**CONSIGNAS DEL EJERCICIO:**
1. Enumera, en el orden en que aparecen, todas las palabras del texto sobre la elección de los medios que empiezan por "necesari", junto con la palabra a la que acompañan.
2. Transcribe del texto sobre la elección de los medios el fragmento que va desde "Consideremos finalmente la" hasta "indeterminada esa elección?", ambos incluidos.

Consideremos finalmente la indeterminación respecto a la ordenación de los
medios al fin. La voluntad se mueve a la elección de los medios a partir de la
intención del fin. Pero, ¿en qué condiciones está indeterminada esa elección?
Pongámonos en el caso más favorable de que el fin intentado sea el último y que,
en consecuencia, sea objeto de una intención necesaria. La voluntad quedará
indeterminada respecto a los medios que no guarden una relación necesaria con
ese fin, o cuya relación necesaria con el fin, dado que exista, no sea conocida.
Es lo mismo que acontece con el conocimiento racional. Admitidos los primeros
principios, no por eso hay que admitir todas las verdades cuyo enlace con ellos
sea sólo contingente. Es más, aunque una determinada verdad esté necesariamente
enlazada con los primeros principios, la razón no estará forzada a asentir a
ella, si no conoce ese enlace. Así, la voluntad tiende necesariamente al bien
sin restricción, que es su último fin, pero en la elección de los medios no está
obligada a adherirse a los que sólo guardan con aquél una relación contingente,.

**LISTADO PROPORCIONADO:**
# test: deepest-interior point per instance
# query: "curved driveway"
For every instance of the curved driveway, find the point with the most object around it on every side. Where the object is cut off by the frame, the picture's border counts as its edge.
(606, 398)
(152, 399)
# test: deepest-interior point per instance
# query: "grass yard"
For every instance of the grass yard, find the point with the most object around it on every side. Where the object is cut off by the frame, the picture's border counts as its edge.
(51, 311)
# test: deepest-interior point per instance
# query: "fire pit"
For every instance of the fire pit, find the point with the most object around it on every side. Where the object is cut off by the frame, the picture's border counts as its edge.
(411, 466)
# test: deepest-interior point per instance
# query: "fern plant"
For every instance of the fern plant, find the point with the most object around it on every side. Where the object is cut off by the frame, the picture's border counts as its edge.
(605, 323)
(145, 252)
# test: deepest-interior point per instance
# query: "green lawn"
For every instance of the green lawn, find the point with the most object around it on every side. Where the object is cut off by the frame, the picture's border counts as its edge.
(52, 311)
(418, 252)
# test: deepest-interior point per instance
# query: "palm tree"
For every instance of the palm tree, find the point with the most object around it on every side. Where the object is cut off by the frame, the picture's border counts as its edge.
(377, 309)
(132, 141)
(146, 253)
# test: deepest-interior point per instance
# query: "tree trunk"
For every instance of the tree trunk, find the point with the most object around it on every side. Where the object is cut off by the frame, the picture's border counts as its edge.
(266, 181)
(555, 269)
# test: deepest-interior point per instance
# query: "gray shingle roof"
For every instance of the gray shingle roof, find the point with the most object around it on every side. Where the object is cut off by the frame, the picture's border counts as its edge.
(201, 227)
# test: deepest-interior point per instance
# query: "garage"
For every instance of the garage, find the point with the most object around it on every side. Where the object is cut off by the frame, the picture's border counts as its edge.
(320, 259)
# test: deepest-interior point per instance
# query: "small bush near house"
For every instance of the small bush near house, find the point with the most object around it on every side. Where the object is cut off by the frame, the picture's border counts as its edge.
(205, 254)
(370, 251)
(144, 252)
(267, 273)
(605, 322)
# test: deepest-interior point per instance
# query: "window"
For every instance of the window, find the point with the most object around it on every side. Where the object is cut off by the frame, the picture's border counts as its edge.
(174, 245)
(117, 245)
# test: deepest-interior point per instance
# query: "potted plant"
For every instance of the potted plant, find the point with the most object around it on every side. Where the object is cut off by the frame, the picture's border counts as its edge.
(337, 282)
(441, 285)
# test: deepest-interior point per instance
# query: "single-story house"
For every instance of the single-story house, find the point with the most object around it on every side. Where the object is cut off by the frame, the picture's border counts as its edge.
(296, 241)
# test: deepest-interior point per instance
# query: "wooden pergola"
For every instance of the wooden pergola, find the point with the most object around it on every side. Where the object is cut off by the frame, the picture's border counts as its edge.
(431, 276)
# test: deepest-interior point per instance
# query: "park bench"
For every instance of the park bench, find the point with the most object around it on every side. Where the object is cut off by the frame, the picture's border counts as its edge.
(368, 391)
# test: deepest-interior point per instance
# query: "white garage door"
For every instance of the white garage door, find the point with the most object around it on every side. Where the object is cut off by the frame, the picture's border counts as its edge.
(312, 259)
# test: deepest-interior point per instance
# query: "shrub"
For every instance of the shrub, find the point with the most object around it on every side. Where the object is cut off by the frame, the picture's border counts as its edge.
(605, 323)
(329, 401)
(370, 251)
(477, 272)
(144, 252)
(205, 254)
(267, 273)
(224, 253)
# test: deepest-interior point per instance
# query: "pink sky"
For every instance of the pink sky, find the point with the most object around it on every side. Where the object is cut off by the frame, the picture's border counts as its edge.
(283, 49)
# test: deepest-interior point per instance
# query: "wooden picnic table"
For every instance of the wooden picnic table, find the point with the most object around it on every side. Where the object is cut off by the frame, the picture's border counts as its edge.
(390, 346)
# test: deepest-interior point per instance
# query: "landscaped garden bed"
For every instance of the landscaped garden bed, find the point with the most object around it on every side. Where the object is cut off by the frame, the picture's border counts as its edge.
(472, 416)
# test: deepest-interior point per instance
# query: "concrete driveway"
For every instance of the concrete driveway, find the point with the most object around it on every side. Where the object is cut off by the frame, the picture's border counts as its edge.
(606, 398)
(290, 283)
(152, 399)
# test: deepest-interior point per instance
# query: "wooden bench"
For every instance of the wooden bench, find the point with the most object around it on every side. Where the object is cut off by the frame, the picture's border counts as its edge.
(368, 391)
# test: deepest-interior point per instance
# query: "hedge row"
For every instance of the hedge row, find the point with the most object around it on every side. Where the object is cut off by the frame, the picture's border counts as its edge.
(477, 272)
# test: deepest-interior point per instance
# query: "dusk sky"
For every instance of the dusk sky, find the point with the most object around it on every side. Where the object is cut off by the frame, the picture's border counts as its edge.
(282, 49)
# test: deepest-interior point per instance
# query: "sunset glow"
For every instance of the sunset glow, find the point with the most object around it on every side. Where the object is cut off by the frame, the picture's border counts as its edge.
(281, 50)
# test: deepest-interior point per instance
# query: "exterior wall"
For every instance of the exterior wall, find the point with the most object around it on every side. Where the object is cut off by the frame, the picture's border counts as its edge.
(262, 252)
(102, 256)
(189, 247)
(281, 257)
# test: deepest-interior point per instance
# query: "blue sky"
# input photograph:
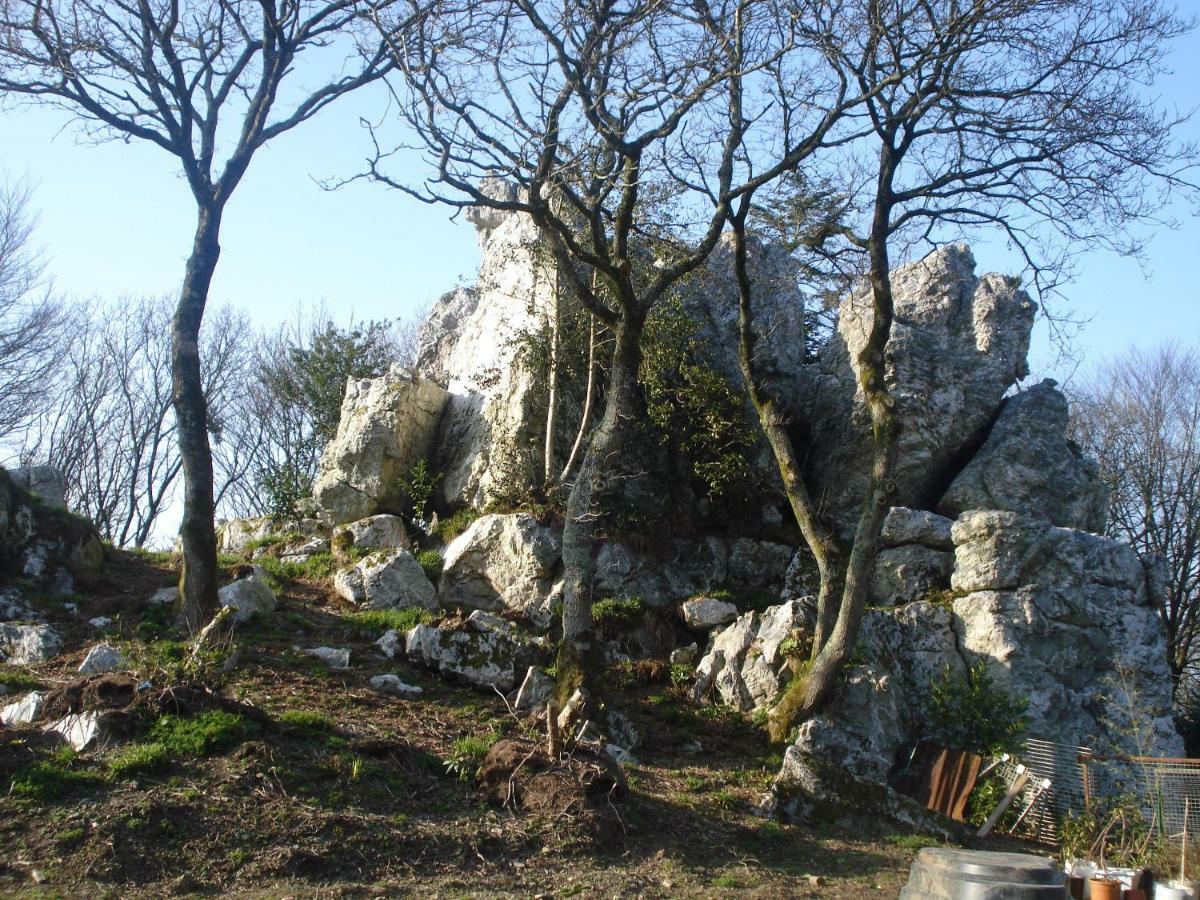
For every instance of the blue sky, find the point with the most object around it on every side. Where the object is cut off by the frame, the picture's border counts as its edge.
(115, 220)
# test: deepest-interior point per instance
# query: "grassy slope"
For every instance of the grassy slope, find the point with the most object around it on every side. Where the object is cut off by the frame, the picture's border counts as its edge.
(348, 792)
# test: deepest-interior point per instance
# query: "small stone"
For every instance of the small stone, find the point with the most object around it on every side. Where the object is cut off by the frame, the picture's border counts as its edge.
(24, 712)
(393, 687)
(706, 612)
(334, 658)
(684, 655)
(103, 658)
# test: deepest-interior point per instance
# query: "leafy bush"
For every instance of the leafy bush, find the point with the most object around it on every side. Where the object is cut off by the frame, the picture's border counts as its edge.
(973, 714)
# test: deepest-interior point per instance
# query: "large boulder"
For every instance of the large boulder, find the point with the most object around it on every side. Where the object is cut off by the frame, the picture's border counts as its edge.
(958, 343)
(1029, 466)
(388, 425)
(387, 580)
(503, 562)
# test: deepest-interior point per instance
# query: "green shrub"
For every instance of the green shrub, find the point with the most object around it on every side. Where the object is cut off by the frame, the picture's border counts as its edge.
(139, 759)
(209, 732)
(611, 615)
(973, 714)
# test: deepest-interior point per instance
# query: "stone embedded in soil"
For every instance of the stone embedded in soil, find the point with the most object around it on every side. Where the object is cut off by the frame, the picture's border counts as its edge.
(27, 645)
(333, 657)
(103, 658)
(393, 687)
(249, 595)
(706, 612)
(24, 711)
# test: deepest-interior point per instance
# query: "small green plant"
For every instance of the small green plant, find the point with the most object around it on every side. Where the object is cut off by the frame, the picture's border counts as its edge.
(455, 525)
(467, 753)
(202, 735)
(431, 562)
(418, 487)
(381, 621)
(971, 713)
(612, 616)
(139, 760)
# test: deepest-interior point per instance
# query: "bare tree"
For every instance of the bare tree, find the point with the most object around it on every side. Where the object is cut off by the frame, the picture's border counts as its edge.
(609, 123)
(1139, 415)
(1024, 115)
(205, 83)
(31, 319)
(109, 426)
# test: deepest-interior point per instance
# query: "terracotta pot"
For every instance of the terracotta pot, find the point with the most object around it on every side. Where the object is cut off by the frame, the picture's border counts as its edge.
(1104, 889)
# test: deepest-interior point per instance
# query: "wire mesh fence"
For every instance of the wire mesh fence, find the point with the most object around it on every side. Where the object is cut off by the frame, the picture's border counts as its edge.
(1062, 779)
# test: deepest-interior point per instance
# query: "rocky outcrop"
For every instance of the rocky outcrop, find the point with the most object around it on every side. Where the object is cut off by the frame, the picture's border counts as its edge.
(958, 343)
(388, 424)
(387, 580)
(503, 562)
(1027, 466)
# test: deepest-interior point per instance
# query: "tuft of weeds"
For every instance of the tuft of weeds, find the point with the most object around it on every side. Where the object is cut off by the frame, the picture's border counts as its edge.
(139, 760)
(203, 735)
(52, 779)
(387, 619)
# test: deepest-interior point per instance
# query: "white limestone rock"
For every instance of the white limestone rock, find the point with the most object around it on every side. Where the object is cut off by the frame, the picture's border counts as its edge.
(387, 580)
(502, 562)
(909, 573)
(958, 343)
(249, 595)
(481, 659)
(1029, 466)
(24, 712)
(103, 658)
(27, 645)
(394, 687)
(703, 613)
(387, 426)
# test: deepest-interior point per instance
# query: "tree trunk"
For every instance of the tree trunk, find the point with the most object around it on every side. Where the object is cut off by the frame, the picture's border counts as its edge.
(198, 583)
(577, 663)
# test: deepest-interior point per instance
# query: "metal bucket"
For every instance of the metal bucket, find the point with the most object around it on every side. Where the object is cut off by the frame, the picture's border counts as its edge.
(945, 874)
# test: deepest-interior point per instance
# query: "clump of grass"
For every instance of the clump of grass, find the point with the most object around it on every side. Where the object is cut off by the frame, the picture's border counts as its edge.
(15, 679)
(139, 760)
(611, 615)
(52, 779)
(455, 525)
(467, 753)
(305, 720)
(203, 735)
(387, 619)
(431, 562)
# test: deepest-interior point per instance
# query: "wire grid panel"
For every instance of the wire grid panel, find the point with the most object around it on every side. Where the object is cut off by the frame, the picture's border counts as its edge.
(1039, 808)
(1169, 790)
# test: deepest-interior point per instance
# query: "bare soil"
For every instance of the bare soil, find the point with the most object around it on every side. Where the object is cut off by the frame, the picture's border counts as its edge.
(363, 796)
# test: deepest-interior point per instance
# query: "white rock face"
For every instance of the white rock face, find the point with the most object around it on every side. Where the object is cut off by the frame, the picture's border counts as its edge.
(249, 595)
(388, 425)
(745, 665)
(703, 613)
(336, 658)
(27, 645)
(1027, 466)
(480, 659)
(24, 712)
(958, 343)
(387, 580)
(382, 532)
(394, 687)
(502, 562)
(103, 658)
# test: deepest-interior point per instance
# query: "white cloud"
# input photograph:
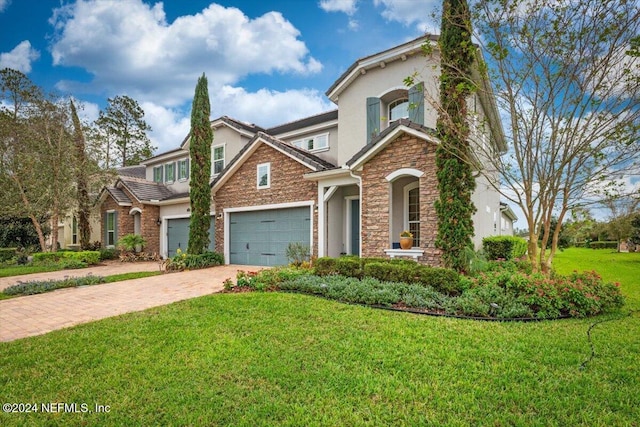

**RESULTADOS POR CONSIGNA:**
1.
1. necesaria (intención necesaria)
2. necesaria (relación necesaria)
3. necesaria (relación necesaria)
4. necesariamente (esté necesariamente enlazada)
5. necesariamente (tiende necesariamente)

2.
Consideremos finalmente la indeterminación respecto a la ordenación de los
medios al fin. La voluntad se mueve a la elección de los medios a partir de la
intención del fin. Pero, ¿en qué condiciones está indeterminada esa elección?